» Passage

With the hits and misses balancing each other out, this isn’t the album Monomania the single hinted at.
The title track and first taste of Deerhunter's sixth album teased us with its guitars that shriek and creak, loose and dirty bass and frontman Bradford Cox's vocals sand-paper rough and enticing as ever in a melody that swings from classically catchy to hypnotically repetitive as he chants “mono, monomania” over and over. Unfortunately, the repetitiveness drags elsewhere on the album. Pensacola tries to be different, with its alt.country sheen and gritty guitar textures accompanying a tale of a town and a lost lover; nevertheless, your attention wanders. Similarly, the tragic story of THM sounds like a jam of an idea that didn't pass demo stage. The Missing, one of the sunnier tracks, recalls the 'ambient punk' of Halcyon Digest (2010), but lacks in the bright moments that were so plentiful on their previous album.

» Information provided
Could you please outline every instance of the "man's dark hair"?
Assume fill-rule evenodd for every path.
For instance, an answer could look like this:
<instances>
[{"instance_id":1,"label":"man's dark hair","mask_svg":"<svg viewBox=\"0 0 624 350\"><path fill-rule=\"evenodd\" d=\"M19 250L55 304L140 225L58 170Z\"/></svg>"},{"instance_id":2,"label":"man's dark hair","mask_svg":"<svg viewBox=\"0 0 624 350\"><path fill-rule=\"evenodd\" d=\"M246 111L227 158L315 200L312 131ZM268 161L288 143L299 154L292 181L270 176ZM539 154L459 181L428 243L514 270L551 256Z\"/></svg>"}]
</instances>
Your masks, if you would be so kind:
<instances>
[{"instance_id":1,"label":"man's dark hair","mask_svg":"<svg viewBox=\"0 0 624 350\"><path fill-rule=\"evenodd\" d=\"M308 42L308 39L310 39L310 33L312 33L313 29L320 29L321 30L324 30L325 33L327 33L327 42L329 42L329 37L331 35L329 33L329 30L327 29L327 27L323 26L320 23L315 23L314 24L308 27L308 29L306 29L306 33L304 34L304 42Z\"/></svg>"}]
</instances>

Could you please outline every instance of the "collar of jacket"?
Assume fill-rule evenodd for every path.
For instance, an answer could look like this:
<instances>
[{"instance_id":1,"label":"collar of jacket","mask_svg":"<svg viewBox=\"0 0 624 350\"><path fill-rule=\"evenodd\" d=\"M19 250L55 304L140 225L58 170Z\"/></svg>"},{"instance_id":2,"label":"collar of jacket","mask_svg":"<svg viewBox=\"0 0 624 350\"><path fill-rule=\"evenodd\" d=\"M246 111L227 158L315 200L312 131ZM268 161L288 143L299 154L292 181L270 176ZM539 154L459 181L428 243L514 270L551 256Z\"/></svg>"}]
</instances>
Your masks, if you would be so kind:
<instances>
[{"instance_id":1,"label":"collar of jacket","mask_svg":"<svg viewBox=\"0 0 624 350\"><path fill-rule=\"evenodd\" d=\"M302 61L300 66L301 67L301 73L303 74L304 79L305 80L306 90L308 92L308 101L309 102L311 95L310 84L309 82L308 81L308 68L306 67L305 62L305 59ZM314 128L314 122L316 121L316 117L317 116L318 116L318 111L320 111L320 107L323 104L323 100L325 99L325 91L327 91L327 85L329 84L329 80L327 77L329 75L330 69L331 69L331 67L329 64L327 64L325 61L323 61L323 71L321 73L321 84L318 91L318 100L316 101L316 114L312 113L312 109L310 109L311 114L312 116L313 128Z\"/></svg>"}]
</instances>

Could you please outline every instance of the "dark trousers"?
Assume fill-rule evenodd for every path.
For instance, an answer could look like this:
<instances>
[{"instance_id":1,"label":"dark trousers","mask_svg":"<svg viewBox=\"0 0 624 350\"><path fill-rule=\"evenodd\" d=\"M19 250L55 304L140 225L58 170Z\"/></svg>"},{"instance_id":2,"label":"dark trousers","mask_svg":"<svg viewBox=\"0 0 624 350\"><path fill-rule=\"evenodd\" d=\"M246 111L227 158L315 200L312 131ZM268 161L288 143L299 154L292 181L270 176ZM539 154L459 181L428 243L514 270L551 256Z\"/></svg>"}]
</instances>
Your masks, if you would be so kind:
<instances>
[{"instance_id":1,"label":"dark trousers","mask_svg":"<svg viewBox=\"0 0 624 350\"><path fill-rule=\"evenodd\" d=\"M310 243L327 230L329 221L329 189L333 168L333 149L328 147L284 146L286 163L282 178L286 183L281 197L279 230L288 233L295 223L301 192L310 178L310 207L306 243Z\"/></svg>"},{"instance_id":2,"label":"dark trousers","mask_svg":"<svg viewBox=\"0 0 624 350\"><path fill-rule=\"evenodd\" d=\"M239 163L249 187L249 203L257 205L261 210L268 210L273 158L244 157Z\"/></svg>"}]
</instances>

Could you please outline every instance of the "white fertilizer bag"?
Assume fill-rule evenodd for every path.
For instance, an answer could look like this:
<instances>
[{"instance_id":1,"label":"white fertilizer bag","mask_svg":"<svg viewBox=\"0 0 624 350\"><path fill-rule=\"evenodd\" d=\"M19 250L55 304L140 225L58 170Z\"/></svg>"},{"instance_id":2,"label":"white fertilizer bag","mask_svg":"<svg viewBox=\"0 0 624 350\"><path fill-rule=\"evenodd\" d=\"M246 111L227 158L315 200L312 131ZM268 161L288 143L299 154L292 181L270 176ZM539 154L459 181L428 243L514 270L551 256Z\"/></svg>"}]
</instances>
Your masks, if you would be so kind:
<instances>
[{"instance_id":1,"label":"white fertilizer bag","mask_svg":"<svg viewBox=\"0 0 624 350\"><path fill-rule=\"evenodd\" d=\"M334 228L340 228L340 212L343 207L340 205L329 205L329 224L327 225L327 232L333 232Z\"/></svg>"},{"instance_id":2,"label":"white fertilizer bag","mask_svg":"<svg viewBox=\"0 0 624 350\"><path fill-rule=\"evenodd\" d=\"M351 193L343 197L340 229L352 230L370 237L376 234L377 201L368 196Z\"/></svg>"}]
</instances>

--

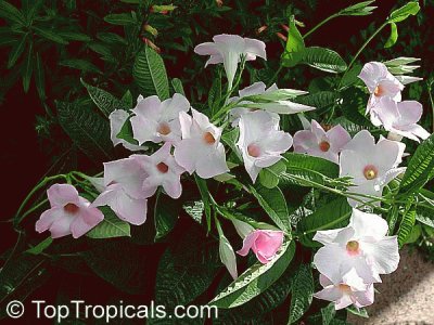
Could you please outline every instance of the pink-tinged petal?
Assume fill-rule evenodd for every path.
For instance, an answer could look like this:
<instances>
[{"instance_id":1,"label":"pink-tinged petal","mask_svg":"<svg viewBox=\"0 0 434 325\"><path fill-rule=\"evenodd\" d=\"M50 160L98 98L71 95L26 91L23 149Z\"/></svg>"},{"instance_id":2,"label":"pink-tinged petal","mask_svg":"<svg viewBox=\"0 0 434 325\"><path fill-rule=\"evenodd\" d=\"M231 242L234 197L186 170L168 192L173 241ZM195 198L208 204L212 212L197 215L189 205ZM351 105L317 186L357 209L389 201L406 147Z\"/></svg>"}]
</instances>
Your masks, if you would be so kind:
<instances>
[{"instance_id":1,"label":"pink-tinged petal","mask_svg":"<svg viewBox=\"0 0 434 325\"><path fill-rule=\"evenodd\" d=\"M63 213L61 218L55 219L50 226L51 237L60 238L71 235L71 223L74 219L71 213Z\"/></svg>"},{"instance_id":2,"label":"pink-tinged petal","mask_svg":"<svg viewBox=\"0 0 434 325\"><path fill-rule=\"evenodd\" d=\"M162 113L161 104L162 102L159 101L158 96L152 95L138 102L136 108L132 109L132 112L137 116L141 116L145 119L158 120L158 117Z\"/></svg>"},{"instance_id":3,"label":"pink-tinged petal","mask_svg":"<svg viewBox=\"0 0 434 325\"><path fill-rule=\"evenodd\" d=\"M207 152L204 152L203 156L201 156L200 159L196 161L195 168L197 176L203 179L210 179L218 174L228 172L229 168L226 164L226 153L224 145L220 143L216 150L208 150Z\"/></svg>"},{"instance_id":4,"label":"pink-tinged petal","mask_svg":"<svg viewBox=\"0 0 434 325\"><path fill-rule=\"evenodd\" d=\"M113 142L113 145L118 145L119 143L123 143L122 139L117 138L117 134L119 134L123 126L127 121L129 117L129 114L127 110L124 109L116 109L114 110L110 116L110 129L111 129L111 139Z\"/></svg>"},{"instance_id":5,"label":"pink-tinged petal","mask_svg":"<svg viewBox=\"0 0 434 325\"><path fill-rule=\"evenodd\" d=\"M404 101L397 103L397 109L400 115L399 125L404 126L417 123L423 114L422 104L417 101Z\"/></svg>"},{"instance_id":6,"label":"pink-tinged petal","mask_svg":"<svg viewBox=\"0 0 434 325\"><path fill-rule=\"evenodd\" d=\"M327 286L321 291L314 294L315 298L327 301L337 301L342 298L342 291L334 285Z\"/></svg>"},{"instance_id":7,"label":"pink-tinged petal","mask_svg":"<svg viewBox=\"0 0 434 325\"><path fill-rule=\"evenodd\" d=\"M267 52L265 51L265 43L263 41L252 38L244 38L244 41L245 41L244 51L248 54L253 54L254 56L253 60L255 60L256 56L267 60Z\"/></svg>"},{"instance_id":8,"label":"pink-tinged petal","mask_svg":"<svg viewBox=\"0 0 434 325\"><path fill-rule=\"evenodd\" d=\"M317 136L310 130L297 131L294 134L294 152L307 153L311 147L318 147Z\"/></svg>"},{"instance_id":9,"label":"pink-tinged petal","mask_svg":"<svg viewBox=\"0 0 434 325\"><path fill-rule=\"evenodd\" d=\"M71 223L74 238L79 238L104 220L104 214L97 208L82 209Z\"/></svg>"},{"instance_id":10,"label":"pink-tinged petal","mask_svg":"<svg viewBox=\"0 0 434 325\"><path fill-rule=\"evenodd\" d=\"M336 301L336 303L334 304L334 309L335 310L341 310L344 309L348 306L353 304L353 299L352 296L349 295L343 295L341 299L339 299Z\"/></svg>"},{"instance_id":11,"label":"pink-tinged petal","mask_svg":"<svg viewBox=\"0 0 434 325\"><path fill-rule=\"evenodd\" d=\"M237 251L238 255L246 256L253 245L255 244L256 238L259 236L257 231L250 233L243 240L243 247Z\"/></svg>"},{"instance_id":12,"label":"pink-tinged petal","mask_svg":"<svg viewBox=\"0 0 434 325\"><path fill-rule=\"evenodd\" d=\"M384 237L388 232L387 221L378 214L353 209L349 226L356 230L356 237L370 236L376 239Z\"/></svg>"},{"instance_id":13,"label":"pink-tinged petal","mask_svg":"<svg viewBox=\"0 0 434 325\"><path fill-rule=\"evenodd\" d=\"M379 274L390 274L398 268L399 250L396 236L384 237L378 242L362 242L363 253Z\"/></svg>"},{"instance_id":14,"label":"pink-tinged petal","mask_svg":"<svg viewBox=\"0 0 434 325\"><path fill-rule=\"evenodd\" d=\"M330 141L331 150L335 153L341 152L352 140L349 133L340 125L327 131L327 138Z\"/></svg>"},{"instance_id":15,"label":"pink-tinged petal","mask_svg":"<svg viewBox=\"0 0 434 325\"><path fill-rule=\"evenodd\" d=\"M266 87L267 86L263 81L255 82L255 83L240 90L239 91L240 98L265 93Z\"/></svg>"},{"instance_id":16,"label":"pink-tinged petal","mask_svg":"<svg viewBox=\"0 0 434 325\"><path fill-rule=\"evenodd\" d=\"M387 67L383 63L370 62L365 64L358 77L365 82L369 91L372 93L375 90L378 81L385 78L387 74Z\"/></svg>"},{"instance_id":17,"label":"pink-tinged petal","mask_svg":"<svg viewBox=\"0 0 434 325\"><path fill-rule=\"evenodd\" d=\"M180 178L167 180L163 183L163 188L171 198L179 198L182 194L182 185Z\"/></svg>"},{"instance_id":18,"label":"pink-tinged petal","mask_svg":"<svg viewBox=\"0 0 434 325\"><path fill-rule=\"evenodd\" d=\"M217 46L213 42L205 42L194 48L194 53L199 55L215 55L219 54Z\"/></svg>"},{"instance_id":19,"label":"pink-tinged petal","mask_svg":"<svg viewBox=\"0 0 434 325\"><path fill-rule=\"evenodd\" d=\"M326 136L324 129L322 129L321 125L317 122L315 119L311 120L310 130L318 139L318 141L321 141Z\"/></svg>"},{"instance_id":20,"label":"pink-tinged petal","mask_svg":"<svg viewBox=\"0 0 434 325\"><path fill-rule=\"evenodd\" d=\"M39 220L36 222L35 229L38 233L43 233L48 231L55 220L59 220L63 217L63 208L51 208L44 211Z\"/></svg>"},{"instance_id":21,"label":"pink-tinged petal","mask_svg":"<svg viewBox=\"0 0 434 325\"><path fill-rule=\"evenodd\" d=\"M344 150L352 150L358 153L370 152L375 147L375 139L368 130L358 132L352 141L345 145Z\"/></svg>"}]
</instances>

» Exercise requirements
1. In the album review, switch "bass" to "drums" and write out the part starting at "The title track" and ending at "their previous album.".
2. Answer these questions from the album review:
(a) Which band made the album under review?
(b) Who is named as the band's frontman?
(c) Which earlier album does The Missing recall, and in what year did it come out?

» Numbered responses
1.
The title track and first taste of Deerhunter's sixth album teased us with its guitars that shriek and creak, loose and dirty drums and frontman Bradford Cox's vocals sand-paper rough and enticing as ever in a melody that swings from classically catchy to hypnotically repetitive as he chants “mono, monomania” over and over. Unfortunately, the repetitiveness drags elsewhere on the album. Pensacola tries to be different, with its alt.country sheen and gritty guitar textures accompanying a tale of a town and a lost lover; nevertheless, your attention wanders. Similarly, the tragic story of THM sounds like a jam of an idea that didn't pass demo stage. The Missing, one of the sunnier tracks, recalls the 'ambient punk' of Halcyon Digest (2010), but lacks in the bright moments that were so plentiful on their previous album.

2.
(a) Deerhunter
(b) Bradford Cox
(c) Halcyon Digest, 2010